● Extrait du document
○ ○ ○ ○ ○ ○ ○
La semaine dernière j’apprenais que ma vie allait basculer (non pas grâce à la naissance d’un enfant mais à celle d’un roman). Après quelques jours d’euphorie, et même pendant ces quelques jours, les questionnements et doutes fusent. Parmi ceux-ci : publier en France est-il un acte de trahison ? Nul doute, il y a une contradiction* : d’une part je voudrais contribuer à ma modeste mesure, de l’autre je déserte un peu, en tout cas pour encore quelques années. Mais enfin s’il y a des contradictions, certains sentiments se renforcent. Je ne me suis jamais sentie si près du pays que j’ai quitté que depuis que je l’ai quitté (passion amoureuse…?), et je ne pourrai jamais renier mes origines. Elles façonnent ce que j’ai à dire et ma façon de le dire. Venir à Paris c’est avant tout avoir choisi quelqu’un, et c’est surtout profiter de l’abondance (pour rappeler la boulimie d’Hubert Aquin dans ses années parisiennes). Tout ce savoir accessible, ce temps qui ne s’étire pas de la même façon, la valeur accordée à la culture. Tout cela à glisser dans un sac à malices en attendant la suite… Cette abondance ne m’empêche pas de souffrir régulièrement au constat du gouffre d’ignorance se creusant entre la France et le Québec.
* Mon prochain projet tentera d’aborder ces contradictions. Enfin c’est ce que je souhaite. Par les temps qui courent je me plonge (avec délice et douleur) dans des lectures québécoises à la bibliothèque. Je me crée une bulle boréale au milieu de Paris.
le rien qui foisonne
29 janvier 2009 § 1 commentaire
Jour de grève générale. Mon imagination ? il y avait une sorte de fébrilité dans l’air, hier soir. On aurait dit la veille d’une grande fête. Cet après-midi tous les mécontents iront dans la rue. À Paris ça fait beaucoup. À Paris le mécontentement prend des allures de fête.
Un regard sur mon bureau. Je travaille entourée (cernée ?) de souvenirs. J’ai parfois l’impression qu’ils me guettent. Je me répète un peu, sans doute. Mes rêves sont peuplés de fantômes à cheval sur deux pays. J’y formule souvent ce que je regrette de n’avoir jamais dit, ou ce qu’il ne m’a pas été permis de dire. Une manière un peu factice de rattraper certaines erreurs, factice mais qui allège.
○ ○ ○ ○ ○ ○ ○
● Données
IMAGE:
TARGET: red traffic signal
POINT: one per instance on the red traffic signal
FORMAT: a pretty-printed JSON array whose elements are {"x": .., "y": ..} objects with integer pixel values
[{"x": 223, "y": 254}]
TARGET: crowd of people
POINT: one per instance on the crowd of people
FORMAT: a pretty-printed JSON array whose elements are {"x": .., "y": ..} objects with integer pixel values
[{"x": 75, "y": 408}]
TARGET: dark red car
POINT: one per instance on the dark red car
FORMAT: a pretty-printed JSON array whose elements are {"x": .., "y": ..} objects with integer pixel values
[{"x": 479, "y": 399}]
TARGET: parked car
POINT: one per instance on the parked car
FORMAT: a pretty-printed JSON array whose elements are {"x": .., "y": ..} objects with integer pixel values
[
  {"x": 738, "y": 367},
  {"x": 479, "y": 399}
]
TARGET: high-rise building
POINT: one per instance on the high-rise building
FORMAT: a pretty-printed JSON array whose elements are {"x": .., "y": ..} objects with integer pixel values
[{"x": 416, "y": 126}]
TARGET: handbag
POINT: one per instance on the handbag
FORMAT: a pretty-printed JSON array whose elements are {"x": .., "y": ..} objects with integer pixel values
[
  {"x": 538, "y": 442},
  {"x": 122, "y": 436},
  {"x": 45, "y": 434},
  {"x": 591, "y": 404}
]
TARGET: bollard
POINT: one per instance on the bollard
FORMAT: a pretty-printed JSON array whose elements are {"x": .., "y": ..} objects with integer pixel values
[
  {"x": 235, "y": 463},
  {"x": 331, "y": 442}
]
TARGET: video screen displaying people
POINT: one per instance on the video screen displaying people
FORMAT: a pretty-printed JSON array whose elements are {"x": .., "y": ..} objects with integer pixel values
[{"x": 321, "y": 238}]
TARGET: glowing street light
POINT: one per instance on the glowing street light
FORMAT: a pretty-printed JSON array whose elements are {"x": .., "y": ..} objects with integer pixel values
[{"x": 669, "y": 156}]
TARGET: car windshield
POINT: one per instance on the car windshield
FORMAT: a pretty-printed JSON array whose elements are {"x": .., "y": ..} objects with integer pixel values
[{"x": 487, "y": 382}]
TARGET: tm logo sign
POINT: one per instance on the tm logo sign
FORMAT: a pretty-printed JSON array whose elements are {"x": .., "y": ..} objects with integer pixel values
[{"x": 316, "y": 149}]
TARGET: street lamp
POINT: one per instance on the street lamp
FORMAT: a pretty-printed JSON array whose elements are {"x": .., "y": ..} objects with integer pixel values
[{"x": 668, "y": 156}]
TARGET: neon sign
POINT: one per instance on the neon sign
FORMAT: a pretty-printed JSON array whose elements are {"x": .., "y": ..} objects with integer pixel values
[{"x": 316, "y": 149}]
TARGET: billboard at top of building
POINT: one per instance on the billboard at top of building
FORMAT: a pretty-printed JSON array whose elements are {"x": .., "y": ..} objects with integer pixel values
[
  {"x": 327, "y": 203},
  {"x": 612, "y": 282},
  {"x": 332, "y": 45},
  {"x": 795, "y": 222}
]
○ ○ ○ ○ ○ ○ ○
Recopiez à l'identique le passage de l'extrait qui débute par les mots contenant « Un regard sur » et s'achève sur « mais qui allège. ».

● Solution de l'exercice
Un regard sur mon bureau. Je travaille entourée (cernée ?) de souvenirs. J’ai parfois l’impression qu’ils me guettent. Je me répète un peu, sans doute. Mes rêves sont peuplés de fantômes à cheval sur deux pays. J’y formule souvent ce que je regrette de n’avoir jamais dit, ou ce qu’il ne m’a pas été permis de dire. Une manière un peu factice de rattraper certaines erreurs, factice mais qui allège.